··· Entries provided ···

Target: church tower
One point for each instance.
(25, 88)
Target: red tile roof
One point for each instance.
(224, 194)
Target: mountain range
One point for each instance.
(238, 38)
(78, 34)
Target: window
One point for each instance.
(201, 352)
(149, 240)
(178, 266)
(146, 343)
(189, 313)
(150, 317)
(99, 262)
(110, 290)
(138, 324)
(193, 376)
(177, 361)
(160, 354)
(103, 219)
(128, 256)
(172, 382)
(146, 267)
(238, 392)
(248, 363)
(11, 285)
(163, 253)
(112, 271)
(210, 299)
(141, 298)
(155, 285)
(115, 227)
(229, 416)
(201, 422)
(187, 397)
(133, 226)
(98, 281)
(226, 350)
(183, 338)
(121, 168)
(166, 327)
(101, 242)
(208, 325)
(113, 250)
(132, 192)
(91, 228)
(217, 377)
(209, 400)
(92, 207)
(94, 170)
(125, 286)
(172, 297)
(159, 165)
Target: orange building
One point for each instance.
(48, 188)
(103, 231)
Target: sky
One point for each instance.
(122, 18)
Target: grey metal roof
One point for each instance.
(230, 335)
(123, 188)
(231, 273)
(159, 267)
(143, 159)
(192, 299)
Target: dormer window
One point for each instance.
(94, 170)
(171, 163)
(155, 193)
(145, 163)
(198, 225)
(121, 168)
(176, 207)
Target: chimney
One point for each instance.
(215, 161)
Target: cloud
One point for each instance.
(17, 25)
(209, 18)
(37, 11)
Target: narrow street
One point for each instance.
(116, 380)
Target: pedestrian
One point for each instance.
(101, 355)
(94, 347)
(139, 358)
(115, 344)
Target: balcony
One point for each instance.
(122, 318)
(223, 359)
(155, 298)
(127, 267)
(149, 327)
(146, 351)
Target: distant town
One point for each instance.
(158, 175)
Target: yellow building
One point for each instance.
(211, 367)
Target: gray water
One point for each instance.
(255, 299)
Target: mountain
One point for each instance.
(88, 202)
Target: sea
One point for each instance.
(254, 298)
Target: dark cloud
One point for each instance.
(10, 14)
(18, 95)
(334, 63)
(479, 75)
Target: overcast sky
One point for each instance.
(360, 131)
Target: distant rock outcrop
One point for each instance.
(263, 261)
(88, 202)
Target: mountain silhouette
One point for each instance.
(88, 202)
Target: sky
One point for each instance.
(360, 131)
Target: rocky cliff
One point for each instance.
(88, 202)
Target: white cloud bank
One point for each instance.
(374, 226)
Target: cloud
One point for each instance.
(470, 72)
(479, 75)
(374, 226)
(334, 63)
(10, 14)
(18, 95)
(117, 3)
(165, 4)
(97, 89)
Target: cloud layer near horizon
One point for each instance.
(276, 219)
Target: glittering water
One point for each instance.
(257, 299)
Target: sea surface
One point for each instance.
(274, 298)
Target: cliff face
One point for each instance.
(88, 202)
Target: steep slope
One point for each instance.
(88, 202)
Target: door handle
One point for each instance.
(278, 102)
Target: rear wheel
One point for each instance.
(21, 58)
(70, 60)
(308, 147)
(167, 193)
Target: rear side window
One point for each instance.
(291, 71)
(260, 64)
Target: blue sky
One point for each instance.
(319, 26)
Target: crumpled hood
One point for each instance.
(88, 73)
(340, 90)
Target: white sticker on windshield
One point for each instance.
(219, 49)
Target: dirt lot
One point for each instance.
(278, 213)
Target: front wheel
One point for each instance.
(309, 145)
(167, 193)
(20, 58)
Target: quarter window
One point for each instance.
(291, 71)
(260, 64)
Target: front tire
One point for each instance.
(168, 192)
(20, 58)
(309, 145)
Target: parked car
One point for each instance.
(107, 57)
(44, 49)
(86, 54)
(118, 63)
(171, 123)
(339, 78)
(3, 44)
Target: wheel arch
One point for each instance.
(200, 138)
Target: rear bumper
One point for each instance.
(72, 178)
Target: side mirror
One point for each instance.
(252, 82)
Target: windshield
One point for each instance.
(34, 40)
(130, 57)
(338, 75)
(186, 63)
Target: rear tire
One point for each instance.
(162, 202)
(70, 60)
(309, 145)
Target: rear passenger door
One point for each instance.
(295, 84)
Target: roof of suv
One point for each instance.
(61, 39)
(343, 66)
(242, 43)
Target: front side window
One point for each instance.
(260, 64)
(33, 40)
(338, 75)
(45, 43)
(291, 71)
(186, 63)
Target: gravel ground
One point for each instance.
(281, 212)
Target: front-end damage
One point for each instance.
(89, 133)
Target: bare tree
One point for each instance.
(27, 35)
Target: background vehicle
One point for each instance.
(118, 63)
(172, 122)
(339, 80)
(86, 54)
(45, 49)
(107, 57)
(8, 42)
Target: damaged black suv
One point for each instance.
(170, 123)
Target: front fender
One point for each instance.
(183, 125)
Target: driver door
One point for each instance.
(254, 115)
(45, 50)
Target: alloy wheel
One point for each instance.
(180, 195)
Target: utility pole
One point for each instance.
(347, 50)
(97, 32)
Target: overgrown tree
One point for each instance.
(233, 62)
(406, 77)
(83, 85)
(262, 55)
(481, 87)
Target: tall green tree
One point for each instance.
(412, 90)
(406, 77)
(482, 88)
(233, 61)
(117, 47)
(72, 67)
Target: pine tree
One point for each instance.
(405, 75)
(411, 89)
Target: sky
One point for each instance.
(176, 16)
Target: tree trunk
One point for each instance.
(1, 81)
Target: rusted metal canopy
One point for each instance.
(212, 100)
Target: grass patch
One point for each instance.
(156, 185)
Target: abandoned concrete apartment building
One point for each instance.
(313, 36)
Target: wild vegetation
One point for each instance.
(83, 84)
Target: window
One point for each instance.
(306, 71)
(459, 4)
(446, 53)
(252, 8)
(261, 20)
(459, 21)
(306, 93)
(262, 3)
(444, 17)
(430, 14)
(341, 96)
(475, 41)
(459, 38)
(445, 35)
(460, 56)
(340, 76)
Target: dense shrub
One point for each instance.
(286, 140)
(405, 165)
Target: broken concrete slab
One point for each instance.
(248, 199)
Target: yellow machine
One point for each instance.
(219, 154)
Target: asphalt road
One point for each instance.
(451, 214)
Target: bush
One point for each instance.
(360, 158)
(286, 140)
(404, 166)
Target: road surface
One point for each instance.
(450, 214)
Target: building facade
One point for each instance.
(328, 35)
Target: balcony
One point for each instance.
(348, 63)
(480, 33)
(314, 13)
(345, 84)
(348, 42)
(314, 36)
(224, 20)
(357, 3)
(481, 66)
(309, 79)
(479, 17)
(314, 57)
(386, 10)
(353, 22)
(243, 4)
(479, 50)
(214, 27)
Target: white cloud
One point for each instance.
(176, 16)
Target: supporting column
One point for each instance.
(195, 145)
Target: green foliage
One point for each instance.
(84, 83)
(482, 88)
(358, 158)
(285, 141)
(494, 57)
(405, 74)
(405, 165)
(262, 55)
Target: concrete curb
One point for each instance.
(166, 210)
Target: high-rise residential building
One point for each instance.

···

Write out every line again, from the line containing "Target: wild vegetation" down to the end of the records. Shift each coordinate pair by adding 24 to both of its numbers.

Target: wild vegetation
One point for each instance.
(107, 108)
Target: window
One point for each instance.
(330, 95)
(483, 28)
(470, 77)
(276, 32)
(285, 44)
(483, 45)
(330, 117)
(286, 27)
(468, 41)
(454, 38)
(365, 120)
(499, 65)
(483, 62)
(469, 59)
(484, 80)
(364, 100)
Target: dense shrub
One point for each instance.
(310, 164)
(429, 189)
Target: broken concrete slab
One point for each instance.
(272, 223)
Target: yellow machine
One point for each instance.
(243, 178)
Target: asphalt road
One point for each instance.
(475, 238)
Target: bush
One point for each instance.
(384, 182)
(310, 164)
(428, 190)
Target: road surface
One point for each instance.
(474, 238)
Target: building facade
One point for each instance.
(352, 59)
Target: balcony
One point for each instance.
(372, 87)
(504, 57)
(338, 37)
(369, 108)
(372, 66)
(338, 60)
(248, 44)
(381, 27)
(505, 90)
(333, 103)
(503, 41)
(338, 81)
(410, 34)
(377, 46)
(267, 28)
(503, 74)
(238, 51)
Target: white cloud
One point for each instance.
(200, 40)
Target: supporting column
One point for each instance.
(219, 169)
Target: green foliage
One point for each instance.
(108, 107)
(506, 112)
(382, 182)
(309, 165)
(518, 81)
(429, 98)
(429, 189)
(286, 79)
Target: concrete curb
One point for each instance.
(190, 234)
Target: high-rise residential building
One point for each instance.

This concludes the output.